- _TASK INSTRUCTIONS_
**1.** In the review-methods excerpt, swap "snowballing approach" for "citation-chasing approach" and write out the passage: begin at the words "Inclusion: A total" and stop after "in the review.".
**2.** According to the review-methods excerpt, how many studies made up the final sample included in the review?

Eligibility: Of the remaining 75 studies, 19 were excluded due to inaccessibility or invalid DOI. Full-text articles were assessed to determine methodological relevance. Studies were retained only if they (i) explicitly addressed real-time or short-term conflict-based modelling, and (ii) provided sufficient methodological detail to support meaningful comparison. Studies were excluded if they focused only on historical crash-frequency modelling, did not use traffic conflicts or surrogate safety indicators, lacked real-time or short-term relevance, were not peer-reviewed journal articles, were not written in English, or did not provide sufficient methodological detail for comparison.
Inclusion: A total of 56 studies were retained. To enhance coverage, a snowballing approach [
27] was applied by examining reference lists and citations of eligible studies, identifying 14 additional relevant articles. This resulted in a final sample of 70 studies included in the review.

- _EXTRACTED ENTRIES_
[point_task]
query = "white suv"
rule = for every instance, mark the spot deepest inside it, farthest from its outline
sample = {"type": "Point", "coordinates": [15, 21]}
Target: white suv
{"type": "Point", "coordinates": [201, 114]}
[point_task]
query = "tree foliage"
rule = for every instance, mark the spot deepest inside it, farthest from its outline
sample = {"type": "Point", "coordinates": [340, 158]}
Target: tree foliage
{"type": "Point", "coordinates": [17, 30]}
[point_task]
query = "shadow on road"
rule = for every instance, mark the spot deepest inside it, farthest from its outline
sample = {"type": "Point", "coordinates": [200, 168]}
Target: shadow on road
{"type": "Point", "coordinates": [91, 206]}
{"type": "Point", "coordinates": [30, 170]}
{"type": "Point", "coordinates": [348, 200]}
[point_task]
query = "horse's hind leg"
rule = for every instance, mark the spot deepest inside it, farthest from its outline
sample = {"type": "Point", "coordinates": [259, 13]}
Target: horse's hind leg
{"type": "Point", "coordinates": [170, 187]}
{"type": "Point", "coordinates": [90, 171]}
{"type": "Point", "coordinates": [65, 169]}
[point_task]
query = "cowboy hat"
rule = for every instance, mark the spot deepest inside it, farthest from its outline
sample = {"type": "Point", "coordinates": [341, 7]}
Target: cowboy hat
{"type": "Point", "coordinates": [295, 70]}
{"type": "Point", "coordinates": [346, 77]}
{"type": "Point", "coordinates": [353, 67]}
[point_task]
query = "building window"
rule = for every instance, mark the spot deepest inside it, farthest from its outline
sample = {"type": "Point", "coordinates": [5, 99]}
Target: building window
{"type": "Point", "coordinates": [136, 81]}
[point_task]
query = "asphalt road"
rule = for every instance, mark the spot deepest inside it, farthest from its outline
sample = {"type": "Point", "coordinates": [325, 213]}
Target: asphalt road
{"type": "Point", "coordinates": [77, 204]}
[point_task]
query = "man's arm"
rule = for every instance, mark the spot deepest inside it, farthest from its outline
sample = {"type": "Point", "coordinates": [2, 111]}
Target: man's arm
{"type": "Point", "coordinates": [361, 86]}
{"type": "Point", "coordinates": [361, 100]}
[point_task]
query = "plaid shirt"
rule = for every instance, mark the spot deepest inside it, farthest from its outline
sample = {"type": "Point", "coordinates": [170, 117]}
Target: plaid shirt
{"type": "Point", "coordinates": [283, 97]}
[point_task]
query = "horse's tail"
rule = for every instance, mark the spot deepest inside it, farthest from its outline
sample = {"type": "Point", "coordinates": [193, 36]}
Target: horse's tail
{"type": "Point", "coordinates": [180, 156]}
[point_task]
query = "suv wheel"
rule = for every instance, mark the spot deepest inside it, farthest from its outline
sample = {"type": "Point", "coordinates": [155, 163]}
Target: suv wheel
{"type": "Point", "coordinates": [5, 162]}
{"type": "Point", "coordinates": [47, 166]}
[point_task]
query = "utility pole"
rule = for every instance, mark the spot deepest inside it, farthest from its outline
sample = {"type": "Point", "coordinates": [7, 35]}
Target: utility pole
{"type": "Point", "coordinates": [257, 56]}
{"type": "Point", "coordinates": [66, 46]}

- _SOLUTIONS FOR EACH TASK_
**1.**
Inclusion: A total of 56 studies were retained. To enhance coverage, a citation-chasing approach [
27] was applied by examining reference lists and citations of eligible studies, identifying 14 additional relevant articles. This resulted in a final sample of 70 studies included in the review.

**2.** 70 studies